• DOCUMENT TEXT:
That said, certain traditional techniques in terms of posing, lighting and lens choices increase the odds of creating portraits that highlight the strongest elements of a person’s bone structure and personality. My series of portraits of a cross-section of the greatest photographers of the last 100 years hopefully exposes some unique aspects of these lensmen and lenswomen and can serve here as examples.
With the legendary Alfred Eisenstaedt in front of my lens and Maryann Kornely, former director of the LIFE Gallery, to my right, who I had “volunteered” to hold a large silver reflector, my finger was about to depress the shutter. Eisie interrupted, “Did you check my tie? Make sure to always check a gentleman’s tie before you take his picture.” I had remembered to check, but how fortunate I’ve been to have had so many of these masters as my teachers. In the beginning, my Q&As with the who’s who of photography started with quick snaps to document the meeting but soon became more formal portrait sessions as I saw the potential for a meaningful series, which evolved into my first book, Faces of the Twentieth Century: Master Photographers and Their Work.

• SET OF TASKS:
1: In the text about portrait photography, what did Eisenstaedt say to always check before taking a gentleman's picture?
2: Continue the text about portrait photography from its last sentence.
The material that comes next isn't needed.

• DATA SHOWN:
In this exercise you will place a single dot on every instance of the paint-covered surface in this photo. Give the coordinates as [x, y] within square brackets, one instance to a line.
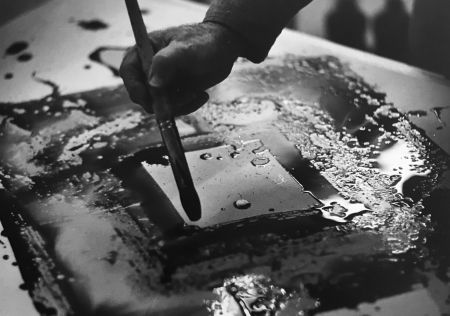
[74, 168]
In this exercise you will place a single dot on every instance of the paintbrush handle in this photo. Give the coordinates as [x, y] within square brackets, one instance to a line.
[161, 108]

• RESPONSES TO THE TASKS:
1: His tie.

2:
While Eisie’s most famous photograph is of a sailor kissing a nurse in Times Square to celebrating the end of World War II, I consider his environmental portrait—a portrait of a person in an environment that relates to them—of Hiroshima survivors, taken a few months after the bomb was dropped, to be his most powerful image. He used a burnt tree to frame a mother and her son sitting on a pile of rubble with the destroyed city in soft focus behind them. He depressed the shutter just as the woman’s hair blew across her face. You can still feel the cold wind of that day more than 70 years later.
Arnold Newman is considered one of the great masters of the environmental portrait. His 1946 portrait of Igor Stravinsky at his piano serves as another classic example.
When creating an environmental portrait, my go-to lens is a NIKKOR 24-70mm F2.8 often in the f/4.5 to f/5.6 ½ range to get a feel for the background, but not so much that it becomes a distraction and pulls the viewer’s focus away from the subject. My focal length usually falls between 28mm and 45mm for this type of portrait. For those working with an APS-C camera system, shooting between 18mm and 32mm might be a good working range. In terms of how much of the person to include in the frame, a ¾, or “cowboy,” as it’s known in the movie industry (cropping below the guns), is often a good percentage of the person to include in an environmental portrait. When doing this type of photograph, I direct the person to achieve the best angle (e.g., move left, right, backward, forward) as well as adjusting my position to make sure that the elements of their environment I want to include aren’t being blocked, coming out of their head or are too out of focus to not be recognizable.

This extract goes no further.